▶ [What you will do]
• a. List every numbered section heading in the company re-registration excerpt, giving each with its number.
• b. Copy word for word the part of the company re-registration excerpt between "(3)The registrar shall" and "take effect accordingly.", inclusive.

>> Begin Selected passage

27. Certificate of re-registration

(1)Where the registrar is satisfied, on an application under section 24, that a company may be re-registered under that section as a public company, the registrar shall—(a)retain the application and other documents delivered to him or her under that section; and(b)issue the company with a certificate of incorporation stating that the company is a public company.
(2)The registrar may accept a declaration under section 24(4)(d) as sufficient evidence that the special resolution required by that provision has been passed and the other conditions of re-registration have been satisfied.
(3)The registrar shall not issue the certificate if it appears to him or her that the court has made an order confirming a reduction of the company’s capital which has the effect of bringing the nominal value of the company’s allotted share capital below the authorised minimum.
(4)Upon the issue to a company of a certificate of incorporation under this section—(a)the company by virtue of the issue of that certificate becomes a public company; and(b)any alterations in the memorandum and articles set out in the resolution take effect accordingly.
(5)The certificate is conclusive evidence—(a)that the requirements of this Act in respect of re-registration and of matters precedent and incidental to it have been complied with; and(b)that the company is a public company.

28. Modification for unlimited company to re-register

(1)The special resolution required by section 24(1)(a) must, in addition to the matters mentioned in subsection (3) of that section—(a)state that the liability of the members is to be limited by shares and what the company’s share capital is to be; and(b)make such alterations in the company’s memorandum as are necessary to bring it in substance and in form into conformity with the requirements of this Act with respect to the memorandum of a company limited by shares.
(2)The certificate of incorporation issued under section 27(1)(b) shall in addition to containing the statement required by paragraph (b) of that subsection, state that the company has been incorporated as a company limited by shares, and—(a)the company by virtue of the issue of the certificate becomes a public company limited by shares; and(b)the certificate is conclusive evidence of the fact that it is such a company.

Limited liability company becoming unlimited

29. Re-registration of limited liability company as unlimited

(1)Subject to this section, a company which is registered as a limited liability company may be re-registered as an unlimited company on an application for the purpose of complying with the requirements of this section.
(2)A company is excluded from re-registering under this section if it is a limited liability company by virtue of re-registration under section 23.

>> End Selected passage
>> Begin Data shown

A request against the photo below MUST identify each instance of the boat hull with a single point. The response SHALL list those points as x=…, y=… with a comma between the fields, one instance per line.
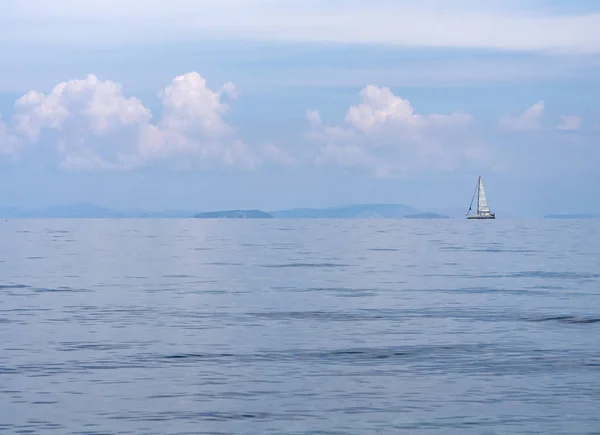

>> End Data shown

▶ [The results]
• a.
27. Certificate of re-registration
28. Modification for unlimited company to re-register
29. Re-registration of limited liability company as unlimited

• b.
(3)The registrar shall not issue the certificate if it appears to him or her that the court has made an order confirming a reduction of the company’s capital which has the effect of bringing the nominal value of the company’s allotted share capital below the authorised minimum.
(4)Upon the issue to a company of a certificate of incorporation under this section—(a)the company by virtue of the issue of that certificate becomes a public company; and(b)any alterations in the memorandum and articles set out in the resolution take effect accordingly.